* Exercise instructions *
Could you give every line of the items below as a JSON list of strings, one string per line, with blank lines and the pictures left out?

* Dataset excerpts *

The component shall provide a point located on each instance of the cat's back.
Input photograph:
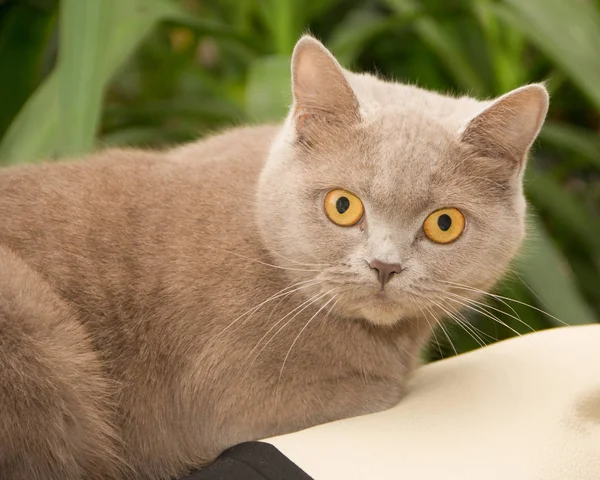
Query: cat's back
(116, 183)
(114, 217)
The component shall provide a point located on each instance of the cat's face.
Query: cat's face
(343, 191)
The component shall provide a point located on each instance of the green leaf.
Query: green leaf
(445, 44)
(24, 33)
(268, 94)
(352, 33)
(547, 273)
(550, 195)
(85, 28)
(36, 132)
(567, 32)
(576, 139)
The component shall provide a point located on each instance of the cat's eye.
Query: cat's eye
(444, 225)
(343, 208)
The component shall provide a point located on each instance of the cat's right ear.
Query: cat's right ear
(320, 89)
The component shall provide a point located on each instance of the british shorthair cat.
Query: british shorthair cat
(157, 307)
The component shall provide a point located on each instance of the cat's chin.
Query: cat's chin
(380, 316)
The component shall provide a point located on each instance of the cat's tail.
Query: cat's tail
(54, 400)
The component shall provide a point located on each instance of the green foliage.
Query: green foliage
(79, 74)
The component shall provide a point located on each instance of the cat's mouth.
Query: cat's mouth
(379, 306)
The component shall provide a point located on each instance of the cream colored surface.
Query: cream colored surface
(527, 408)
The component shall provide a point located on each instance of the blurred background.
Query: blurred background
(83, 74)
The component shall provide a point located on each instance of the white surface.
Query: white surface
(526, 408)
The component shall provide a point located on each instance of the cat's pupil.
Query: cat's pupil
(444, 222)
(342, 204)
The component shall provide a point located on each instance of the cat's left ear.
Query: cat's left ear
(319, 86)
(508, 127)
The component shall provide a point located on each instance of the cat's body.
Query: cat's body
(130, 345)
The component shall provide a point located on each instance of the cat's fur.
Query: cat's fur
(124, 277)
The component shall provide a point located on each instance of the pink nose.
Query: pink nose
(385, 270)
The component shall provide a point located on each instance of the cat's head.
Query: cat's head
(392, 197)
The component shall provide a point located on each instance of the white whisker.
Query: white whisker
(301, 331)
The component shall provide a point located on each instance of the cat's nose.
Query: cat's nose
(385, 270)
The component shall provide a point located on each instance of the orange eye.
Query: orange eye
(444, 225)
(343, 208)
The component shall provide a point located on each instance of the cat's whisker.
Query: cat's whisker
(518, 318)
(483, 292)
(500, 298)
(281, 293)
(302, 331)
(460, 323)
(432, 328)
(303, 306)
(441, 325)
(486, 313)
(261, 262)
(300, 263)
(473, 327)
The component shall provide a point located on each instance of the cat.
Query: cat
(157, 307)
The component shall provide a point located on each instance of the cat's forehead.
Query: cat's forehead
(403, 160)
(409, 150)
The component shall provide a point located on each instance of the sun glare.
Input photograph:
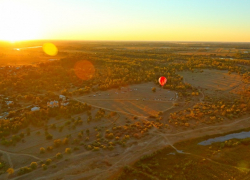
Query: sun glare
(19, 22)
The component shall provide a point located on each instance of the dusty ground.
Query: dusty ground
(138, 100)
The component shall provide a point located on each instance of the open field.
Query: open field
(115, 118)
(214, 82)
(188, 160)
(137, 100)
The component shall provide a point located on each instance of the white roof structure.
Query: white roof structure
(35, 109)
(8, 102)
(64, 103)
(62, 97)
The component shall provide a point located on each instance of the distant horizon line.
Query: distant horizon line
(159, 41)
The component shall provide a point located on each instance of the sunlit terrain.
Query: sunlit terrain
(95, 108)
(124, 90)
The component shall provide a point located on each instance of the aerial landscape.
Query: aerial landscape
(116, 104)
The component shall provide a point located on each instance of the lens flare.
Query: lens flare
(84, 70)
(50, 49)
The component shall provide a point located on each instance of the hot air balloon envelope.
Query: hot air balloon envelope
(162, 80)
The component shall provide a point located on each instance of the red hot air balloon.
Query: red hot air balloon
(162, 80)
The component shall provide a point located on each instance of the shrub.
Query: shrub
(44, 166)
(96, 149)
(49, 148)
(57, 142)
(59, 155)
(48, 161)
(65, 141)
(24, 170)
(10, 171)
(49, 136)
(33, 165)
(42, 150)
(68, 150)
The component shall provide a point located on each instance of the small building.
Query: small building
(62, 97)
(64, 103)
(35, 109)
(8, 102)
(53, 104)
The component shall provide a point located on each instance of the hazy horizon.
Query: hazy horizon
(206, 21)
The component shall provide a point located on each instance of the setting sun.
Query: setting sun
(19, 22)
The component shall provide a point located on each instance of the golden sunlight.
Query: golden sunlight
(19, 22)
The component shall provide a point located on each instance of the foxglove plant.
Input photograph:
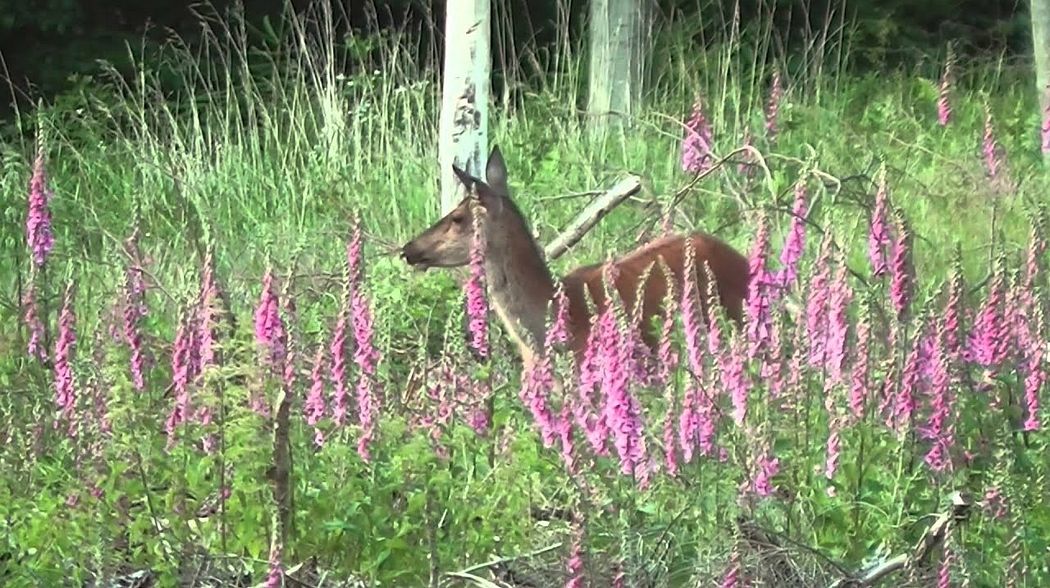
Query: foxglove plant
(575, 562)
(338, 361)
(588, 418)
(477, 303)
(366, 358)
(900, 268)
(792, 252)
(773, 105)
(938, 428)
(697, 144)
(758, 293)
(838, 327)
(943, 105)
(134, 311)
(39, 235)
(538, 381)
(990, 148)
(30, 317)
(315, 399)
(816, 307)
(859, 376)
(270, 334)
(208, 313)
(65, 391)
(904, 401)
(988, 340)
(621, 408)
(1033, 353)
(878, 235)
(182, 370)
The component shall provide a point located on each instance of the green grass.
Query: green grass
(263, 148)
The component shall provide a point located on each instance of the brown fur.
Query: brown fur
(521, 285)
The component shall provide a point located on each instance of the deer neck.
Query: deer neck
(520, 286)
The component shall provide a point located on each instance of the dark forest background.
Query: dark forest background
(46, 43)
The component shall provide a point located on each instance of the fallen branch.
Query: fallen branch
(933, 538)
(589, 216)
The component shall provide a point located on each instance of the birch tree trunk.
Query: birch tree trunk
(463, 131)
(1040, 11)
(618, 46)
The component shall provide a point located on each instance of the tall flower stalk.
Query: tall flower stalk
(697, 146)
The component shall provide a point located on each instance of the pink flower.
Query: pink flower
(904, 403)
(337, 351)
(1033, 353)
(575, 562)
(747, 165)
(988, 341)
(477, 303)
(796, 238)
(667, 353)
(315, 399)
(621, 410)
(952, 311)
(270, 334)
(732, 578)
(944, 571)
(366, 358)
(697, 145)
(38, 223)
(878, 236)
(65, 393)
(182, 370)
(736, 380)
(691, 309)
(563, 428)
(758, 297)
(900, 278)
(838, 327)
(773, 106)
(586, 416)
(670, 455)
(276, 575)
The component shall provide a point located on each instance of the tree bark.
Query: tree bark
(618, 47)
(464, 95)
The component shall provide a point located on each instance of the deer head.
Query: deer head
(446, 244)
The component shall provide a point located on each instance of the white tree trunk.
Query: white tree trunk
(618, 46)
(464, 95)
(1041, 48)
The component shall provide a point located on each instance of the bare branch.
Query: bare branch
(590, 215)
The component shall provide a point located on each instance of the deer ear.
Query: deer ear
(496, 171)
(464, 177)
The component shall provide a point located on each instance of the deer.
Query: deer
(521, 284)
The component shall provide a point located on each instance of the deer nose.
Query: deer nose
(411, 253)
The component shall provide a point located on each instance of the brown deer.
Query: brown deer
(520, 281)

* Task result *
[
  "The component shall provide a point located on each instance of the cat's back.",
  "Input photograph:",
  "Query: cat's back",
  "(116, 183)",
  "(114, 217)",
  "The component shall provide a point located on each instance of the cat's face.",
  "Query: cat's face",
  "(343, 191)",
  "The component shall provide a point located on each instance of the green leaf.",
  "Query: green leaf",
  "(445, 44)",
  "(24, 33)",
  "(268, 94)",
  "(352, 33)",
  "(547, 273)",
  "(550, 195)",
  "(85, 28)",
  "(36, 132)",
  "(567, 32)",
  "(576, 139)",
  "The component shall provide a point located on each instance of the cat's eye.",
  "Query: cat's eye",
  "(444, 225)",
  "(343, 208)",
  "The component shall provide a point located on each instance of the cat's right ear.",
  "Query: cat's right ear",
  "(320, 89)",
  "The component shall provide a point located on each instance of the british shorthair cat.",
  "Query: british shorthair cat",
  "(157, 307)",
  "The component shall provide a point located on each instance of the cat's chin.",
  "Query: cat's chin",
  "(380, 316)",
  "The component shall provide a point located on each instance of the cat's tail.",
  "Query: cat's tail",
  "(54, 400)",
  "The component shall provide a point located on each instance of the green foliage.",
  "Query: green foliage",
  "(79, 74)",
  "The component shall provide a point located on each instance of the cat's mouth.",
  "Query: cat's mouth",
  "(379, 306)",
  "The component shall provide a point located on each instance of the cream colored surface.",
  "Query: cream colored surface",
  "(527, 408)",
  "The component shall provide a point located on each instance of the blurred background.",
  "Query: blurred background",
  "(83, 74)",
  "The component shall provide a point located on each instance of the white surface.",
  "Query: white surface",
  "(526, 408)",
  "The component shall provide a point located on each instance of the cat's pupil.",
  "Query: cat's pupil",
  "(444, 222)",
  "(342, 204)",
  "The component shall provide a point located on each instance of the cat's left ear.",
  "Query: cat's left ear",
  "(319, 86)",
  "(508, 127)",
  "The component shall provide a point located on each instance of the cat's body.",
  "Query: cat's body",
  "(130, 345)",
  "The component shall provide a point located on each instance of the cat's fur.",
  "Query: cat's fur",
  "(124, 277)",
  "The component shall provide a point located on each instance of the pink nose.",
  "Query: pink nose",
  "(385, 270)",
  "The component shall provide a point located on each instance of the cat's head.",
  "Query: cat's head",
  "(392, 197)",
  "The component shall provide a point located on each instance of the white whisker.",
  "Query: white whisker",
  "(301, 331)",
  "The component shall provide a point located on each instance of the cat's nose.",
  "Query: cat's nose",
  "(385, 270)",
  "The component shall provide a point located on each instance of the orange eye.",
  "Query: orange eye",
  "(444, 225)",
  "(343, 208)",
  "The component shall provide a point located on each instance of the cat's whisker.",
  "Query: cat's whisker",
  "(518, 318)",
  "(483, 292)",
  "(500, 298)",
  "(281, 293)",
  "(302, 331)",
  "(460, 323)",
  "(432, 328)",
  "(303, 306)",
  "(441, 325)",
  "(486, 313)",
  "(261, 262)",
  "(300, 263)",
  "(473, 327)",
  "The component shall provide a point located on each instance of the cat.",
  "Query: cat",
  "(157, 307)",
  "The component shall provide a point located on each instance of the cat's forehead.",
  "Query: cat's forehead",
  "(403, 160)",
  "(409, 150)",
  "The component shall provide a point located on each instance of the sun glare.",
  "Input photograph:",
  "Query: sun glare",
  "(19, 22)",
  "The component shall provide a point located on each instance of the dusty ground.",
  "Query: dusty ground",
  "(138, 100)",
  "The component shall provide a point located on each instance of the open field.",
  "Query: open field",
  "(115, 118)",
  "(214, 82)",
  "(188, 160)",
  "(137, 100)",
  "The component shall provide a point located on each instance of the white roof structure.",
  "Query: white roof structure",
  "(35, 109)",
  "(8, 102)",
  "(64, 103)",
  "(62, 97)",
  "The component shall provide a point located on each instance of the distant horizon line.",
  "Query: distant horizon line",
  "(159, 41)",
  "The component shall provide a point located on each instance of the sunlit terrain.",
  "Query: sunlit terrain",
  "(95, 108)",
  "(124, 90)",
  "The component shall provide a point located on each instance of the aerial landscape.",
  "Query: aerial landscape",
  "(116, 104)",
  "The component shall provide a point located on each instance of the lens flare.",
  "Query: lens flare",
  "(84, 70)",
  "(50, 49)",
  "The component shall provide a point located on each instance of the hot air balloon envelope.",
  "Query: hot air balloon envelope",
  "(162, 80)",
  "The component shall provide a point located on each instance of the red hot air balloon.",
  "Query: red hot air balloon",
  "(162, 80)",
  "The component shall provide a point located on each instance of the shrub.",
  "Query: shrub",
  "(44, 166)",
  "(96, 149)",
  "(49, 148)",
  "(57, 142)",
  "(59, 155)",
  "(48, 161)",
  "(65, 141)",
  "(24, 170)",
  "(10, 171)",
  "(49, 136)",
  "(33, 165)",
  "(42, 150)",
  "(68, 150)",
  "The component shall provide a point located on each instance of the small building.",
  "Query: small building",
  "(62, 97)",
  "(64, 103)",
  "(35, 109)",
  "(8, 102)",
  "(53, 104)",
  "The component shall provide a point located on each instance of the hazy horizon.",
  "Query: hazy horizon",
  "(206, 21)",
  "The component shall provide a point located on each instance of the setting sun.",
  "Query: setting sun",
  "(19, 22)",
  "The component shall provide a point located on each instance of the golden sunlight.",
  "Query: golden sunlight",
  "(19, 22)",
  "The component shall provide a point located on each instance of the foxglove plant.",
  "Input photograph:",
  "Query: foxglove plant",
  "(575, 562)",
  "(338, 361)",
  "(588, 418)",
  "(477, 303)",
  "(366, 358)",
  "(900, 268)",
  "(792, 252)",
  "(773, 105)",
  "(938, 428)",
  "(697, 144)",
  "(758, 293)",
  "(838, 327)",
  "(943, 105)",
  "(134, 311)",
  "(39, 235)",
  "(538, 381)",
  "(990, 148)",
  "(30, 317)",
  "(315, 399)",
  "(816, 307)",
  "(859, 376)",
  "(270, 334)",
  "(208, 313)",
  "(65, 391)",
  "(904, 401)",
  "(988, 340)",
  "(621, 408)",
  "(1033, 353)",
  "(878, 235)",
  "(182, 370)",
  "The component shall provide a point located on each instance of the green grass.",
  "Query: green grass",
  "(263, 148)",
  "The component shall provide a point located on each instance of the brown fur.",
  "Query: brown fur",
  "(521, 285)",
  "The component shall provide a point located on each instance of the deer neck.",
  "Query: deer neck",
  "(520, 286)",
  "The component shall provide a point located on each instance of the dark forest background.",
  "Query: dark forest background",
  "(46, 43)",
  "The component shall provide a point located on each instance of the fallen branch.",
  "Query: fallen branch",
  "(933, 538)",
  "(589, 216)",
  "The component shall provide a point located on each instance of the birch tree trunk.",
  "Query: birch tree trunk",
  "(463, 131)",
  "(1040, 11)",
  "(618, 46)",
  "The component shall provide a point located on each instance of the tall flower stalk.",
  "Query: tall flower stalk",
  "(697, 146)",
  "The component shall provide a point located on each instance of the pink flower.",
  "Query: pink flower",
  "(904, 403)",
  "(337, 351)",
  "(1033, 353)",
  "(575, 562)",
  "(747, 165)",
  "(988, 341)",
  "(477, 303)",
  "(796, 238)",
  "(667, 353)",
  "(315, 399)",
  "(621, 410)",
  "(952, 311)",
  "(270, 334)",
  "(732, 578)",
  "(944, 571)",
  "(366, 358)",
  "(697, 145)",
  "(38, 223)",
  "(878, 236)",
  "(65, 393)",
  "(182, 370)",
  "(736, 380)",
  "(691, 309)",
  "(563, 428)",
  "(758, 297)",
  "(900, 278)",
  "(838, 327)",
  "(773, 106)",
  "(586, 416)",
  "(670, 455)",
  "(276, 575)",
  "The component shall provide a point located on each instance of the tree bark.",
  "Query: tree bark",
  "(618, 47)",
  "(464, 95)",
  "The component shall provide a point located on each instance of the deer head.",
  "Query: deer head",
  "(446, 244)",
  "The component shall provide a point located on each instance of the white tree trunk.",
  "Query: white tree trunk",
  "(618, 46)",
  "(464, 95)",
  "(1041, 48)",
  "The component shall provide a point located on each instance of the bare branch.",
  "Query: bare branch",
  "(590, 215)",
  "The component shall provide a point located on each instance of the deer ear.",
  "Query: deer ear",
  "(496, 171)",
  "(464, 177)",
  "The component shall provide a point located on each instance of the deer.",
  "Query: deer",
  "(521, 284)",
  "The component shall provide a point located on each instance of the deer nose.",
  "Query: deer nose",
  "(411, 253)",
  "The component shall provide a point located on each instance of the brown deer.",
  "Query: brown deer",
  "(520, 281)"
]